Text passage =>
· · · · ·

This trio of equine superstars are all racing on Saturday, each favourite to win another Group 1 race.

To think there are three such outstanding female racehorses competing on the same day!

Australian racing has been blessed with some champion mares in the modern era, with eight of the last 12 Horse of the Year titles going to the females – Sunline (2000-01-02), Makybe Diva (2005, 2006), Miss Andretti (2007), Typhoon Tracy (2010), Black Caviar (2011).

You can make that nine because Black Caviar is virtually assured of retaining her title this season despite the achievements of her contemporaries, Atlantic Jewel and More Joyous.

It’s difficult to recall an era when females were so dominant.

During World War II, champion mares Flight and Tranquil Star each won two Cox Plates between 1942 and 1946. They clashed in six races with Flight winning five times.

But has the sport ever been so blessed with three such wonderfully gifted females racing at the same time?

“I’ve never known there to be three great mares racing together,” The Daily Telegraph’s respected racing columnist Ken Callander said.

“There have been plenty of top mares like Sunline, Emancipation and others but not three at once like we have with Black Caviar, Atlantic Jewel and More Joyous.

“I don’t really know why this is the case. The mares are well treated under the weight-for-age scale and perhaps the 2kg allowance they get can be reduced to 1.5kg or 1kg but otherwise, it just is a different era.”

Callander has always rated Vain as the greatest sprinter of them all but concedes Black Caviar is now his equal.

· · · · ·

What you are asked to do =>
Reproduce the passage about the champion racing mares word for word, in full. Rely on the passage about the champion racing mares and nothing else.

Information supplied =>
· · · · ·

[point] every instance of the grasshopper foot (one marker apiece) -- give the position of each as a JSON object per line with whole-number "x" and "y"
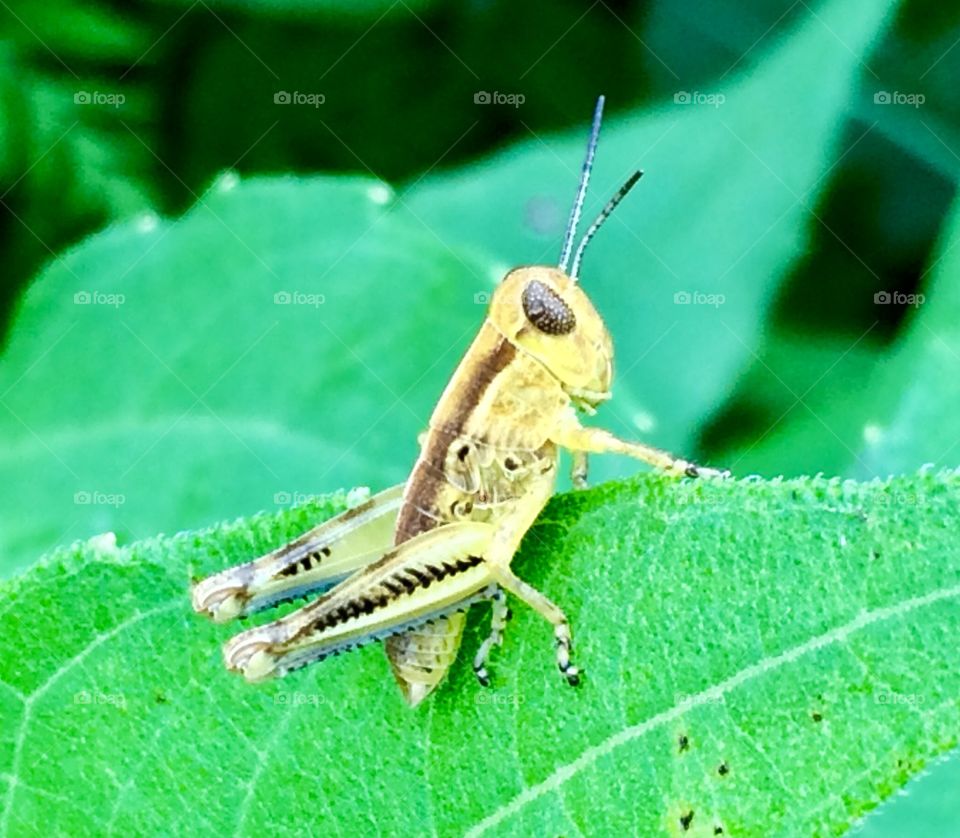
{"x": 564, "y": 664}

· · · · ·

Exercise output =>
This trio of equine superstars are all racing on Saturday, each favourite to win another Group 1 race.

To think there are three such outstanding female racehorses competing on the same day!

Australian racing has been blessed with some champion mares in the modern era, with eight of the last 12 Horse of the Year titles going to the females – Sunline (2000-01-02), Makybe Diva (2005, 2006), Miss Andretti (2007), Typhoon Tracy (2010), Black Caviar (2011).

You can make that nine because Black Caviar is virtually assured of retaining her title this season despite the achievements of her contemporaries, Atlantic Jewel and More Joyous.

It’s difficult to recall an era when females were so dominant.

During World War II, champion mares Flight and Tranquil Star each won two Cox Plates between 1942 and 1946. They clashed in six races with Flight winning five times.

But has the sport ever been so blessed with three such wonderfully gifted females racing at the same time?

“I’ve never known there to be three great mares racing together,” The Daily Telegraph’s respected racing columnist Ken Callander said.

“There have been plenty of top mares like Sunline, Emancipation and others but not three at once like we have with Black Caviar, Atlantic Jewel and More Joyous.

“I don’t really know why this is the case. The mares are well treated under the weight-for-age scale and perhaps the 2kg allowance they get can be reduced to 1.5kg or 1kg but otherwise, it just is a different era.”

Callander has always rated Vain as the greatest sprinter of them all but concedes Black Caviar is now his equal.